AVAILABLE DATA.
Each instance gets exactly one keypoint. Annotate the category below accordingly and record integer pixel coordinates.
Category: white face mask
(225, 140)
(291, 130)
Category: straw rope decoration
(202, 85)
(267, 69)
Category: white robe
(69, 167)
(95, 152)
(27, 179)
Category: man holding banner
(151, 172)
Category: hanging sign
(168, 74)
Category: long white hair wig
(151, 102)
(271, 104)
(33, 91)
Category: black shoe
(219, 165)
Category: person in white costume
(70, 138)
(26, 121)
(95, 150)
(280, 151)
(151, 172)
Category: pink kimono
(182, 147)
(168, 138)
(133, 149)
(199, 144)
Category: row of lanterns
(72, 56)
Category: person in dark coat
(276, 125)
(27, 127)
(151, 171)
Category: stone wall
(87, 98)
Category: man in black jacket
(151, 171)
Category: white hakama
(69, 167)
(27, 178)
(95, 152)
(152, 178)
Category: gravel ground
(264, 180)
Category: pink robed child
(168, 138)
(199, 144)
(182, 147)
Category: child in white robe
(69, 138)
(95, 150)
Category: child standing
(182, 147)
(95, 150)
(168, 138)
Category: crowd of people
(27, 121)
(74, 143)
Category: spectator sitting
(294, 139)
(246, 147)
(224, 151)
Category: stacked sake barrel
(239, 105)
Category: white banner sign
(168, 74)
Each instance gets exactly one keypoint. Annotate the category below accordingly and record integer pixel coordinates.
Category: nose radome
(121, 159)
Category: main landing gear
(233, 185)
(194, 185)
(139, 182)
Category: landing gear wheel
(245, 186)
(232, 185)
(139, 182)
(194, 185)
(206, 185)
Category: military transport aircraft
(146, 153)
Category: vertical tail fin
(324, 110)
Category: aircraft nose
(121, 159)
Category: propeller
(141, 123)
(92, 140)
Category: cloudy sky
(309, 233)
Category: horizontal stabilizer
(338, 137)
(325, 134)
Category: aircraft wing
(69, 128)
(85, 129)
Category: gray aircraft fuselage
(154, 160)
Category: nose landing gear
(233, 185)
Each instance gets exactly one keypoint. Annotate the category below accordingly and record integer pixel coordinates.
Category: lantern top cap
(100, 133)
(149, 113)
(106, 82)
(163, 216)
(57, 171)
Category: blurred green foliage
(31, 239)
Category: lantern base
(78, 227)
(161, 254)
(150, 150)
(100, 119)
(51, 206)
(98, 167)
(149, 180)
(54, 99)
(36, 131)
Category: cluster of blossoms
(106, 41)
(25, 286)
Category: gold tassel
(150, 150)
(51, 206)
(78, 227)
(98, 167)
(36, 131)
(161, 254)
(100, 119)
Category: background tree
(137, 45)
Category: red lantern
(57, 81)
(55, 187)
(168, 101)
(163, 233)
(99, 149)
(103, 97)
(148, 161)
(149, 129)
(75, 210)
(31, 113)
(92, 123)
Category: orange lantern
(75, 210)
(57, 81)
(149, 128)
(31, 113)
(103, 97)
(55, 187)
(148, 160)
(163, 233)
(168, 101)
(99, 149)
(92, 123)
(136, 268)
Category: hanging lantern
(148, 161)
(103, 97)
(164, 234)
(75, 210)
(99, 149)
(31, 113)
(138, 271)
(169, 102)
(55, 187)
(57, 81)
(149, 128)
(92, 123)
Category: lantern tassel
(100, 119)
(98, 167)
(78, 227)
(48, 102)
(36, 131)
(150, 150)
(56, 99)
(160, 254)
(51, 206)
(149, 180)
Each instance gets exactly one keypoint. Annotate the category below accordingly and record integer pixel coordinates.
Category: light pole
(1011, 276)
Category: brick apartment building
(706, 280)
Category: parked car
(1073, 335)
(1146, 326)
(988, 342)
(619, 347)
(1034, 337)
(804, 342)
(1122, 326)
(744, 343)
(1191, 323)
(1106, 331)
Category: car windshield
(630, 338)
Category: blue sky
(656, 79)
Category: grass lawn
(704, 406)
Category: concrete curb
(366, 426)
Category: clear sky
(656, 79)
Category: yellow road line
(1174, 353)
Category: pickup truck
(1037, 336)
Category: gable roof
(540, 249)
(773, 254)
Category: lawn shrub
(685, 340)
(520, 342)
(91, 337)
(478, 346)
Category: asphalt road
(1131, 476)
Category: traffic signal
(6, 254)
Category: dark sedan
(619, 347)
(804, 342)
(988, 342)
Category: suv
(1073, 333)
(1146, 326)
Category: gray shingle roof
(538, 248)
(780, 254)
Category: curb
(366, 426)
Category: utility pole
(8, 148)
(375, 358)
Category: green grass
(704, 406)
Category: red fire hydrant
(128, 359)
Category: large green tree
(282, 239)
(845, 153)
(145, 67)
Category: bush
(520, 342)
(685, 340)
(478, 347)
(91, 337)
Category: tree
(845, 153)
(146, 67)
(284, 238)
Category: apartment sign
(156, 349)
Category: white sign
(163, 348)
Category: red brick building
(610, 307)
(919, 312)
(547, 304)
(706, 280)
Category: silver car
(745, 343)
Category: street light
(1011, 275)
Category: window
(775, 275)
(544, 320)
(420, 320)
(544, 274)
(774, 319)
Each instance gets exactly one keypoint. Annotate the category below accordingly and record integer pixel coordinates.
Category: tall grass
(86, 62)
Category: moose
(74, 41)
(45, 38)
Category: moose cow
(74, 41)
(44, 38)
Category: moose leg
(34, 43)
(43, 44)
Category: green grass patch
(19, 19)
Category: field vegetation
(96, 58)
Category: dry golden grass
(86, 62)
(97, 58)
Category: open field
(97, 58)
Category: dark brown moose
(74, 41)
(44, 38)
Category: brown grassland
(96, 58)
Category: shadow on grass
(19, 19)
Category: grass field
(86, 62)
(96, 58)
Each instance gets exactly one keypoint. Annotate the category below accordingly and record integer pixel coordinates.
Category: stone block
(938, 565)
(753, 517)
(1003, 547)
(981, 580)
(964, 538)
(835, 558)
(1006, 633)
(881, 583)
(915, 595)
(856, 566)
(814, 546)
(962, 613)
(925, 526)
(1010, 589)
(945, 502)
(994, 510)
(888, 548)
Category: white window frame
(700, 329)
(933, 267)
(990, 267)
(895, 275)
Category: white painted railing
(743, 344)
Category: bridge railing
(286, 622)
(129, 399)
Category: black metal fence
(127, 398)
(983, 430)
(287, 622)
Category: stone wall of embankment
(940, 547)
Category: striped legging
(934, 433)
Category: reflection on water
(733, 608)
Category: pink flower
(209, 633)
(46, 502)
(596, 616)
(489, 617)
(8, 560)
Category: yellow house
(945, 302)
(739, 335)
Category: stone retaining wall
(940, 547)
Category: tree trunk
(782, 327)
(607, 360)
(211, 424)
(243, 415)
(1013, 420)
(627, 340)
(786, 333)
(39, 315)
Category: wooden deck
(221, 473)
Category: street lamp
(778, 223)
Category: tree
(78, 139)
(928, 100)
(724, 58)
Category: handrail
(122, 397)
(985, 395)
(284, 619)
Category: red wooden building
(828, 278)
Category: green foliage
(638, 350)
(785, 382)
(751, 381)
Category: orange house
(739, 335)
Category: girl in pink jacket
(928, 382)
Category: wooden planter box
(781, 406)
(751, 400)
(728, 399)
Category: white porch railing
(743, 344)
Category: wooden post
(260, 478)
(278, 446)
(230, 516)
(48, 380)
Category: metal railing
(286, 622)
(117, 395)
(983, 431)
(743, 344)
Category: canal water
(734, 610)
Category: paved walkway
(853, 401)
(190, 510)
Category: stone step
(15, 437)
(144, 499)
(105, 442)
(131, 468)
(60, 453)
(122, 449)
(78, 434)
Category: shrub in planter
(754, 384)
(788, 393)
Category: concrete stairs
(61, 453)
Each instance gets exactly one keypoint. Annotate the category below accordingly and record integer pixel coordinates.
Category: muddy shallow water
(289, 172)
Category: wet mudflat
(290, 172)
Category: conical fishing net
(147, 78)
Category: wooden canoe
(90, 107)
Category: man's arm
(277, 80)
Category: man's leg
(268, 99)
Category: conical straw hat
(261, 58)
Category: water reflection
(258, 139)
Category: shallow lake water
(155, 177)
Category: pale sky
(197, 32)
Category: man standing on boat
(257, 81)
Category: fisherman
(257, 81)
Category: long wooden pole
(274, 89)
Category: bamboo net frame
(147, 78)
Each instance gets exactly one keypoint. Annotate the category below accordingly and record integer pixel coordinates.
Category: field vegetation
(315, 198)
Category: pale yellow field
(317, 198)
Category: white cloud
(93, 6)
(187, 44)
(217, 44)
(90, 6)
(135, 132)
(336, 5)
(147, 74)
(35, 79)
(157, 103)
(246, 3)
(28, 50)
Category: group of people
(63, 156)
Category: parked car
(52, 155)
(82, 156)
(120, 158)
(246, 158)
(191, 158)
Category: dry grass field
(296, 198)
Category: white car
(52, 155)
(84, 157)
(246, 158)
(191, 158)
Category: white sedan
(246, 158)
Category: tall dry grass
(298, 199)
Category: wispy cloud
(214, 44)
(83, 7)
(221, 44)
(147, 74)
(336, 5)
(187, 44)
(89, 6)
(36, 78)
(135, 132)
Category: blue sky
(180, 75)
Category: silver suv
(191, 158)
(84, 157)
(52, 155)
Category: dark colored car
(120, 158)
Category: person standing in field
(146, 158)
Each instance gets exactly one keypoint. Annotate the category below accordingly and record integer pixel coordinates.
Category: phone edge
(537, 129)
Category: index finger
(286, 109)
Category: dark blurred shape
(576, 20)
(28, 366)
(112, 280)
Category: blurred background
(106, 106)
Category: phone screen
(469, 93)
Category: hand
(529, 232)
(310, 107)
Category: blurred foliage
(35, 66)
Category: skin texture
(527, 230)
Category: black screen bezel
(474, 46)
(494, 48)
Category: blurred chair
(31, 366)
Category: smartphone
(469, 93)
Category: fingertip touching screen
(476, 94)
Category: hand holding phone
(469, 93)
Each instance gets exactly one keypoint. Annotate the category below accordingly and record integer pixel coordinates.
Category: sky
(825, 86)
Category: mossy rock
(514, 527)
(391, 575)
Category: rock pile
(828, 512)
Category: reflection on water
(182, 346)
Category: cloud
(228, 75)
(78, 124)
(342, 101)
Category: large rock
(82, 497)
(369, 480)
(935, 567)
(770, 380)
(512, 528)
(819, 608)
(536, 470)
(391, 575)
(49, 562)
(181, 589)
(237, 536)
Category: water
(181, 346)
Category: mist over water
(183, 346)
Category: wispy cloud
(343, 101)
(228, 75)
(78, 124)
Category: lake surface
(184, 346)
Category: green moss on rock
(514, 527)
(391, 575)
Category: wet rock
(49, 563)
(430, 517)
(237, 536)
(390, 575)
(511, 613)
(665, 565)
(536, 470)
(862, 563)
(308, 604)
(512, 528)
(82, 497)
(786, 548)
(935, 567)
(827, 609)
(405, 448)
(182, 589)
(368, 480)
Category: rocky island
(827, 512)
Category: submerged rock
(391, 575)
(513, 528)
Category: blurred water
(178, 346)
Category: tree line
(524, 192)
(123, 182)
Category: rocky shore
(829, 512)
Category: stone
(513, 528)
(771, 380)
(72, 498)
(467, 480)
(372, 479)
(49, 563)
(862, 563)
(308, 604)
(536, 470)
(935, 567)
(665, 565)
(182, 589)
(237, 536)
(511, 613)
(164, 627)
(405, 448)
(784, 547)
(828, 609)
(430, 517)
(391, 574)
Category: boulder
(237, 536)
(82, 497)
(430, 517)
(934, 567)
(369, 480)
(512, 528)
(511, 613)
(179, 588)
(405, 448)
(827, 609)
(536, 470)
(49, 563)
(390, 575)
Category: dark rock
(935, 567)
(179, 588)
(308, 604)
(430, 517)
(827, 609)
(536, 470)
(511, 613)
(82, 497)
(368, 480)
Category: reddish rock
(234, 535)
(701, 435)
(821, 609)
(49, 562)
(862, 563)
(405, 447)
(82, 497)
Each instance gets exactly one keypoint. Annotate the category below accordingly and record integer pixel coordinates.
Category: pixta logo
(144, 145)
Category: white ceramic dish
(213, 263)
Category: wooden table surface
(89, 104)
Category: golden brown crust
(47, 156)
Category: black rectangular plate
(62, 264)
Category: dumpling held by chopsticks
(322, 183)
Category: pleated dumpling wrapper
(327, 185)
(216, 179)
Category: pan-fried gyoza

PROBLEM TO SOLVE. Only the lines from the one holding "Category: dark rock" to the end of the listing are to be written out, word for word.

RESPONSE AREA.
Category: dark rock
(935, 567)
(179, 588)
(308, 604)
(430, 517)
(827, 609)
(536, 470)
(511, 613)
(82, 497)
(368, 480)
Category: reddish rock
(234, 535)
(701, 435)
(821, 609)
(49, 562)
(862, 563)
(405, 447)
(82, 497)
Each instance gets exactly one keypoint. Annotate the category below accordingly and record integer pixel coordinates.
Category: pixta logo
(144, 145)
Category: white ceramic dish
(213, 263)
Category: wooden table surface
(89, 104)
Category: golden brown crust
(47, 156)
Category: black rectangular plate
(62, 264)
Category: dumpling held by chopsticks
(322, 183)
Category: pleated dumpling wrapper
(327, 185)
(216, 179)
Category: pan-fried gyoza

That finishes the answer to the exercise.